• [Tasks for this exercise]
1. Answer from the court opinion about the Dumont wills:
(a) On what date did Frederick F. Dumont die?
(b) On what ground did the president of Lafayette College appeal the probate of the 1939 will?
(c) On what date was the earlier of the two wills executed?
2. Carry the court opinion about the Dumont wills forward from its last sentence.
start Excerpt provided
Before BIGGS and MARTIN, Circuit Judges, and KALODNER, District Judge.
Frederick F. Dumont, of Lancaster County, Pennsylvania, executed two wills, one dated May 31, 1938, bearing a codicil of the same date, and the other and later testament dated May 19, 1939. In both wills, after making specific bequests, the testator gave, devised and bequeathed to a trust company, in trust, the residue of his property, real and personal, provided annuities to named relatives, and directed payment to the president of Lafayette College of the balance of the income arising from the trust, to be used in his discretion for the needs of the college or its students, with a requirement that an accounting be rendered annually to the board of trustees of the educational institution. The two wills were identical with respect to the residuary devise and bequest to Lafayette College, except for an immaterial survivorship annuity provided for in the later will, which was admitted to probate eight days after the death of the testator on June 4, 1939. Inasmuch as the will probated had been executed less than thirty days before the death of the testator, the bequest therein to Lafayette College was void. Title 20, Sec. 195, Purdon's Pennsylvania Statutes, Ann., as amended. Moore v. Gilbert, 287 Pa. 102, 134 A. 462; In re Arnold's Estate, 249 Pa. 348, 94 A. 1076; Lynch v. Lynch, 132 Pa. 422, 426, 19 A. 281; In re Gregg's Estate, 213 Pa. 260, 264, 62 A. 856, 857.
On September 28, 1940, the president of Lafayette College contested the validity of the 1939 will by appealing from its probate on the averment that the testator lacked testamentary capacity. Some five months later, an agreement was executed between the trust company as executor and trustee of the probated will of 1939 and the president and trustees of Lafayette College as trust beneficiaries, and numerous next of kin, heirs at law and distributees of the testator, who were stated to embrace all persons entitled to or claiming an interest in the estate, except specific legatees whose interests were not affected by the agreement. The document recited that the president of Lafayette College, on his appeal from the decision admitting the will to probate, had procured the issuance and service of citations to all parties in interest, requiring them to show cause "why his appeal should not be sustained and the decision admitting the will to probate be set aside, and why an issue should not be awarded to try certain questions."
end Excerpt provided
start Source data
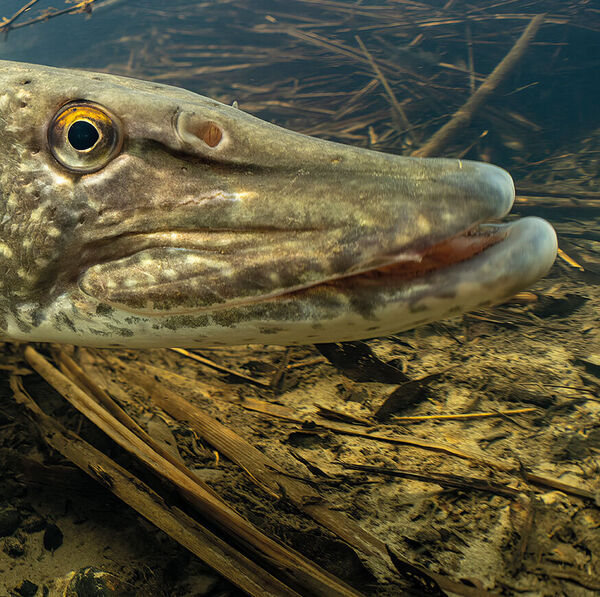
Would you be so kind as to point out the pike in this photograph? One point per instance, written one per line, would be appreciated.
end Source data
• [In response]
1.
(a) June 4, 1939
(b) The testator lacked testamentary capacity.
(c) May 31, 1938

2.
It was further recited that certain named next of kin had duly appeared in opposition to the position taken by the president of Lafayette College, and that the parties, being desirous of avoiding any controversy as to the competency of the testator and as to the validity of the provisions in his will "for the benefit of the College", had reached an agreement subject to the approval of the Orphan's Court of Lancaster County, Pennsylvania. Court approval of the settlement was obtained in due course.
The settlement agreement provided that, in consideration of the withdrawal of the will contest by Lafayette College and the payment by the College of specific sums to them, the next of kin transferred, assigned and set over to the College all their right, title and interest in the balance of income of the residuary trust remaining after the payment of annuities therein directed to be paid and the remainder of the trust estate subject to the life estates created by the trustor. It was recited that the intention of the parties was that "the last will and testament of Frederick F. Dumont, deceased, as probated on the 12th day of June, 1939, and the intent of the testator as therein evidenced, shall be carried out to the same extent and with the same force and effect as if said will had been executed more than thirty days before the decease of said Frederick F. Dumont."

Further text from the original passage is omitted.